**TASK OBJECTIVE:** Convert the records below, everything from the line containing "In the image above, tightly box the riverbank." down to the line containing "128,6,320,180", into a two-column CSV with the headers text and answer. Give each record one row, put its text and its answer in separate quoted fields, and replace every line break with a space.

[START THE INPUT]

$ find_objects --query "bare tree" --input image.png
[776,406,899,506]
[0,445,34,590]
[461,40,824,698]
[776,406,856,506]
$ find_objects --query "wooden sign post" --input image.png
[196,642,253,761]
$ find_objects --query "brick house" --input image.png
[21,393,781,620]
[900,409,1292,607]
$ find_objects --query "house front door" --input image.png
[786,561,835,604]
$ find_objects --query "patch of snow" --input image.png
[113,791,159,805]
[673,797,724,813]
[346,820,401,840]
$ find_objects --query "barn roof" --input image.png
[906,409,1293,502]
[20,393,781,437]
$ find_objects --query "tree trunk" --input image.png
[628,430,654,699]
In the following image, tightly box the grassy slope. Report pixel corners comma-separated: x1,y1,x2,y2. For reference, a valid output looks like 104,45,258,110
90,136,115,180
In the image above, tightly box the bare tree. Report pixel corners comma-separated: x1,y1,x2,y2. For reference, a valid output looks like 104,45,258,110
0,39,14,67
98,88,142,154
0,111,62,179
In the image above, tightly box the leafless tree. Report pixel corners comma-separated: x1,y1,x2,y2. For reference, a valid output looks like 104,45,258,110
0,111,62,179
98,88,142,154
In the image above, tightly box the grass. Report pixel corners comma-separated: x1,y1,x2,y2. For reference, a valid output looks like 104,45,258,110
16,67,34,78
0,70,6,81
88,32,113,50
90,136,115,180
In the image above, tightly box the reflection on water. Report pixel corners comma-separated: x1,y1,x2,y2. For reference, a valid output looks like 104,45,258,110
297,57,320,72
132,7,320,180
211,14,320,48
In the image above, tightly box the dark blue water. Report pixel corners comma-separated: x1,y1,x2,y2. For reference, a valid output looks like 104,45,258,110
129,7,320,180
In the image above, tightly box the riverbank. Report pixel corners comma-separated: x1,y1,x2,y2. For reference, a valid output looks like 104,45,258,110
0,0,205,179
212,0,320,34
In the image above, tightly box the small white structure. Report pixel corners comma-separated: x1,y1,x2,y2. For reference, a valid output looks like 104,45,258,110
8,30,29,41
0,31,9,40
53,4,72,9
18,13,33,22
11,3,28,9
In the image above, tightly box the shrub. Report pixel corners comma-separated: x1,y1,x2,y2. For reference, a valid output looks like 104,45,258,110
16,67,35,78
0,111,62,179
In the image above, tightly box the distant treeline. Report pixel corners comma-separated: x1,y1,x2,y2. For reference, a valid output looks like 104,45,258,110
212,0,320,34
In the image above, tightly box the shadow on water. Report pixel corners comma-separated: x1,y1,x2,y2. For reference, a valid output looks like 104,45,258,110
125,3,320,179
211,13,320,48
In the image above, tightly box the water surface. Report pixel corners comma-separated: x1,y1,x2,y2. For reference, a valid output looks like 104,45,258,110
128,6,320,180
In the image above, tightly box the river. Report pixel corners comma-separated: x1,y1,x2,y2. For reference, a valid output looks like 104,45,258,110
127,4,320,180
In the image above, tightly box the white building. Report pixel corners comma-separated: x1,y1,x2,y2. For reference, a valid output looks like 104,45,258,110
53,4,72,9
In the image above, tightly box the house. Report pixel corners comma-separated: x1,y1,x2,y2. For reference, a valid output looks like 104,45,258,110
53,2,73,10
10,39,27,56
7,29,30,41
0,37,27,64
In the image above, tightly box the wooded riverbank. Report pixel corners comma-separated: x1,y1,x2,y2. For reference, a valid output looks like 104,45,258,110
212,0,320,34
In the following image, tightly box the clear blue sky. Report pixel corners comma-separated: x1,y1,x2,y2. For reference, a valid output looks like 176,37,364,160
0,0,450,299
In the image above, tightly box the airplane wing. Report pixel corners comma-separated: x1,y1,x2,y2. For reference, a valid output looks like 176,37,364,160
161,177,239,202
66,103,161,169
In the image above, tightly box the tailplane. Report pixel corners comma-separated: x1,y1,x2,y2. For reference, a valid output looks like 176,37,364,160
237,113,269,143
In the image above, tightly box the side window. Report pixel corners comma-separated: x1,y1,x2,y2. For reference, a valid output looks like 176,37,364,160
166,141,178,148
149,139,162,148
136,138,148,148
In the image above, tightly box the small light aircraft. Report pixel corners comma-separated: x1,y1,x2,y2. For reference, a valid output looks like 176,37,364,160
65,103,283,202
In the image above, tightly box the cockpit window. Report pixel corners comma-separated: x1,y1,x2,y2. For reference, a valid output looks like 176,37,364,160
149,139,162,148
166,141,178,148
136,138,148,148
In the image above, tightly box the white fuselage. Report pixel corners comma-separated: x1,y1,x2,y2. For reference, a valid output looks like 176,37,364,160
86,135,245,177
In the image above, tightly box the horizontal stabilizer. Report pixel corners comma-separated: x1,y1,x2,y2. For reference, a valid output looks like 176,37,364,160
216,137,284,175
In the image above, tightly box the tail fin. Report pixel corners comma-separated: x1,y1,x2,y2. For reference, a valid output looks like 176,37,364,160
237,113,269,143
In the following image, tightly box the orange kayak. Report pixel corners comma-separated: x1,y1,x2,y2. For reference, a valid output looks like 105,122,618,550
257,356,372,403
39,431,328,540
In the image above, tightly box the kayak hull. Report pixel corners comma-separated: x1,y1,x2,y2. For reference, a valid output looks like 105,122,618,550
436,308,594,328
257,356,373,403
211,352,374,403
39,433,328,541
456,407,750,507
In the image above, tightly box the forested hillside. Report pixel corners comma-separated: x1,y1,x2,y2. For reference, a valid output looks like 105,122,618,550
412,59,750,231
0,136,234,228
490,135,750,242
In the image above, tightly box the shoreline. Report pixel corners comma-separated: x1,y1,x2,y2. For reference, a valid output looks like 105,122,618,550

[END THE INPUT]

**THE REPLY:**
text,answer
"In the image above, tightly box the riverbank. Report pixel corners comma-separated: x1,y1,x2,y2. For reference, a valid output looks like 104,45,258,110","0,0,205,179 212,0,320,34"
"In the image above, tightly box the small white structure. Report pixel corners comma-separated: x1,y1,x2,y2. For reference, a valid output looks like 104,45,258,110","8,30,29,41 0,31,9,40 53,4,72,9 18,13,33,22 11,3,28,9"
"In the image above, tightly box the shrub. Report pixel corners comma-separated: x1,y1,x2,y2. For reference, a valid output looks like 104,45,258,110","16,67,35,78 0,111,62,179"
"In the image above, tightly box the distant treeline. Report pixel corners comma-separated: x1,y1,x2,y2. For reference, a valid output looks like 104,45,258,110","212,0,320,34"
"In the image above, tightly box the shadow on water. Report pixel corners comma-separated: x1,y1,x2,y2. For reference, a valid output looks like 104,45,258,110","125,3,320,179 211,13,320,48"
"In the image above, tightly box the water surface. Report pixel corners comma-separated: x1,y1,x2,y2. For reference, a valid output looks like 104,45,258,110","128,6,320,180"